> _Exercises to complete_:
1 - Transcribe the part of the commentary on Judge Reeves's abortion ruling starting at "Hearing those words" and ending at "a passing breeze.".
2 - Write the next part of the commentary on Judge Reeves's abortion ruling, picking up after its final sentence.

Liptak then takes us to Judge Carlton W Reeves, a Federal District Court judge who blocked such legislation in Mississippi back in 2018 who said,
“The state chose to pass a law it knew was unconstitutional to endorse a decades-long campaign, fueled by national interest groups, to ask the Supreme Court to overturn Roe vs; Wade. This court follows the commands of the Supreme Court and the dictates of the United States Constitution, rather than the disingenuous calculations of the Mississippi Legislature.”
Judge Reeves is to be commended for his consistency. Christians make our plea; we follow a higher authority than the changing winds of public opinion. We follow the unchanging word of God.
The New York Times reports Judge Reeves' startling statement. He says,
“With the recent changes in the membership of the Supreme Court, it may be that the state believes divine providence covered the Capitol when it passed this legislation. Time will tell. If overturning Roe is the state’s desired result, the state will have to seek that relief from a higher court. For now, the United States Supreme Court has spoken.”
Hearing those words reminds me of other words spoken with confidence before the tragic events of the sinking of the Titanic. Though the story has been repeated and the source is hard to track down, it was reported that someone said, “Not even God himself could sink this ship.” My great-grandmother was born on April 11, 1912. She was three days old when the unsinkable ship sank.
Abortion in our age has become an “unsinkable ship.” Judge Reeves’s comments represent the ironclad status of abortion in our society. Some who oppose abortion see recent events in Mississippi as a divine wind of providence. Reeves and others see it as a passing breeze.
The real question before Christians as we consider these comments and their issues is which word will endure? Will the Supreme Court’s words are the enduring words, or will the Word of God endure?

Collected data
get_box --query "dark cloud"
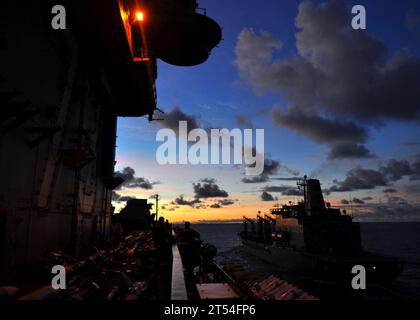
[242,158,281,183]
[235,114,254,129]
[218,199,235,206]
[158,107,198,132]
[114,167,159,190]
[329,156,420,193]
[112,191,136,202]
[385,195,408,205]
[242,174,270,184]
[112,191,121,202]
[383,188,398,193]
[261,191,276,202]
[210,199,235,209]
[200,178,216,183]
[193,180,229,199]
[381,160,414,181]
[352,198,365,204]
[171,195,201,207]
[330,167,388,192]
[263,186,303,197]
[328,142,375,160]
[271,108,368,144]
[404,10,420,29]
[235,1,420,158]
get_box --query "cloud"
[271,108,368,143]
[158,107,198,132]
[329,156,420,193]
[330,167,388,192]
[235,114,254,129]
[242,158,282,184]
[219,199,236,206]
[210,199,236,209]
[328,142,375,160]
[383,188,398,193]
[171,195,201,207]
[404,10,420,29]
[114,167,159,190]
[352,198,365,204]
[263,186,303,196]
[381,160,415,181]
[235,1,420,158]
[193,179,229,199]
[261,191,276,202]
[112,191,136,202]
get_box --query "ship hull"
[244,240,404,289]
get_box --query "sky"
[114,0,420,222]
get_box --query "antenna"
[151,193,160,221]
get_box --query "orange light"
[136,11,144,21]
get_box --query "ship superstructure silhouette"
[0,0,222,279]
[240,177,404,287]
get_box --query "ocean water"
[192,223,420,296]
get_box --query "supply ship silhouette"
[0,0,222,299]
[240,177,404,287]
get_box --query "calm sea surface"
[192,223,420,291]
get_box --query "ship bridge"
[69,0,222,120]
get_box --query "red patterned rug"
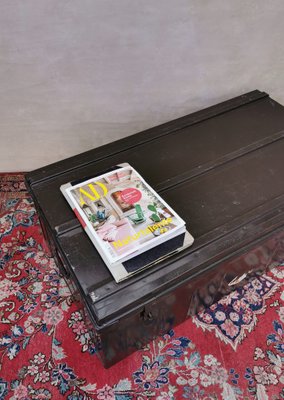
[0,174,284,400]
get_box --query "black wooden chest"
[26,90,284,367]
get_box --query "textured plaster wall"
[0,0,284,171]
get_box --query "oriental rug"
[0,173,284,400]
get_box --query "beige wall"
[0,0,284,171]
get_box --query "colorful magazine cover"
[61,166,185,264]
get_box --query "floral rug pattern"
[0,174,284,400]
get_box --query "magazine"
[60,164,193,282]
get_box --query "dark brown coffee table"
[26,90,284,367]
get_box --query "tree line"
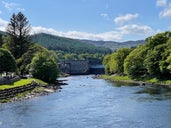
[103,31,171,79]
[0,12,59,82]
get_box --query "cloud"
[2,1,24,11]
[0,18,155,41]
[114,13,139,24]
[159,4,171,17]
[100,13,108,18]
[0,18,8,31]
[117,24,154,36]
[100,13,110,20]
[32,26,122,41]
[156,0,167,7]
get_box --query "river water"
[0,76,171,128]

> _Response list_:
1 -
Hearing those words reminds me of other words spoken with confidence before the tragic events of the sinking of the Titanic. Though the story has been repeated and the source is hard to track down, it was reported that someone said, “Not even God himself could sink this ship.” My great-grandmother was born on April 11, 1912. She was three days old when the unsinkable ship sank.
Abortion in our age has become an “unsinkable ship.” Judge Reeves’s comments represent the ironclad status of abortion in our society. Some who oppose abortion see recent events in Mississippi as a divine wind of providence. Reeves and others see it as a passing breeze.

2 -
I recently started studying the Ten Words of God, or more affectionately known as The Ten Commandments. In those ten words is the sixth word - You shall not murder. Christians identify abortion as murder. At the head of the ten words of God is the first word, the word that puts all the other words in order: You shall have no other God’s before me. The sixth word flows from the first. For Christians, abortion is not only a matter of ethics. Abortion is a matter of worship.
Lawrence Hurley at Reuters rightly notes, “Abortion remains a divisive issue in the United States, as in many countries. Christian conservatives are among those most opposed to it.” Consistent Christian confession will always oppose abortion. We oppose it because God opposes it, and he has since the beginning.
“Time will tell,” Judge Reeves, said, “if overturning Roe is the state’s desired result, the state will have to seek that relief from a higher court. For now, the United States Supreme Court has spoken.” Though the Supreme Court has spoken, another voice is speaking, reminding creation of reality. Often Christian confession is cited as being on the wrong side of history. Still, Reuters again reports, “Abortion rates in the United States have steadily declined since the early 1980s, reaching the lowest levels on record in recent years, according to the nonprofit Guttmacher Institute.” These statistics are revealing God turning hearts back towards reality. Abortion is wrong. Even the most ardent opponents know it deep down in their hearts.
Perhaps abortion is not as ironclad as some think. Christians take the challenge of Judge Reeves. Time on this issue is on our side. We grieve the egregious nature of abortion. We continue to fight for life because God, the supreme authority, has spoken.